Work task A:
In the blog post about Loren below, why did he feel relief when he was told at age 55 that he had Asperger's?
Work task B:
Resume the blog post about Loren below, picking up right after its last sentence.

Tuesday, November 12, 2013

My Brother Loren: Courage and Hope

Loren's autobiography, front and back covers, designed by his niece Elissa,
my daughter, which came out in August 2010, three months after he died.
 The photo on back cover is our mom reading to Loren. Loren's book
has helped hundreds of readers understand Asperger's Syndrome.

I was pleased to learn that there is growing awareness and lots of services in the Toledo area for people of all ages with Asperger's Syndrome and autism.  This wasn't so when my brother Loren was growing up in the 1950s and 1960s.  How different it would have been if he had had early diagnosis and intervention in his life.  Instead, he coped on his own until he found his own way.  I write this blog in memory of my brother, and for all the Aspies out there who should never give up.
 
It's my brother Loren's birthday.  It's been three years since he took his last hike on the Aucilla River with the Florida Trail Association.  He would have been 66 years old today.  The good die young.

I lost my soulmate, the person who taught me about facing obstacles with courage and hope.  Loren faced his challenges head on, searching ceaselessly for meaning and purpose in his life.  He accepted his Asperger diagnosis, at age 55, with relief, relief that there was a name for the social challenges he had faced since birth.  Loren was an Aspie with purpose.

Provided records:
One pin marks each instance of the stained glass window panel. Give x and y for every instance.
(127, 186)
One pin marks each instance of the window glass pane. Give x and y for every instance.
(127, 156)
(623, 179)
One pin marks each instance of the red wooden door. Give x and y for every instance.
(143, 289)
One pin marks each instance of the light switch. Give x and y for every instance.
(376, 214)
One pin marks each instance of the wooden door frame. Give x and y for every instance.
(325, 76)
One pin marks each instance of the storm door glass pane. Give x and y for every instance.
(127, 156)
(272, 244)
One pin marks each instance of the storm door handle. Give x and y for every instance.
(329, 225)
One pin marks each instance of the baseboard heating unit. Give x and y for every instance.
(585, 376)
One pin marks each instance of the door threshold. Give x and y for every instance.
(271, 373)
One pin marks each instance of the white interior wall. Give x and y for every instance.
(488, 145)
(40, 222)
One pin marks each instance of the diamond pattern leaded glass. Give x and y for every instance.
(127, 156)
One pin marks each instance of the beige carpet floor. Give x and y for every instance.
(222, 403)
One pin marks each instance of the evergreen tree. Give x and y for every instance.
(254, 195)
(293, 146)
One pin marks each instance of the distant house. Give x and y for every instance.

Your response A:
He felt relief because there was finally a name for the social challenges he had faced since birth.

Your response B:
He taught me how to see life from a different angle. When I tried to go where he went, to see what he saw, to think as he thought, I was in a new and glorious realm of being.  Loren took me to places I had never been before, to new ways of seeing the world, the transcendent, eternity.

I was the historian but he was the genius who held a myriad of knowledge in his head, and shared it openly, freely; some said too openly and too freely.  Sometimes Loren would get so enthusiastic it was hard to stop him.  He didn't catch those subtle verbal cues and unspoken hints.  It was hard for him, and people got impatient, dismissed him, left him on the margins.  He knew it. He fought it.   
But what knowledge he had, about every subject imaginable! What an awesome cosmic perspective! How generous and compassionate his outreach and his volunteerism.   Sure he often went over the top. But he came to recognize it, to deal with it, to gain in those common social skills that most ordinary mortals learn early on.

But he wouldn't have been Loren if he had been ordinary.  Loren was extraordinary.  He was passionate about life. And the kindest person I ever met.


The sunflower weeps.
Watercolor by PCV friend
Jud Dolphin (Ukraine 2010). 
It's what I loved about him.  It's what I can never replace, what I miss.  How I wish I could believe he's in a better place. "There are no ends in nature, only beginnings," he would say.  My friend Doris believes it.  She said, when I visited her in California a month ago, "I feel his ongoing sprit from another dimension.  He's cheering you on, Fran, as you continue your life's work." 





Loren's memorial bench, in northern Florida.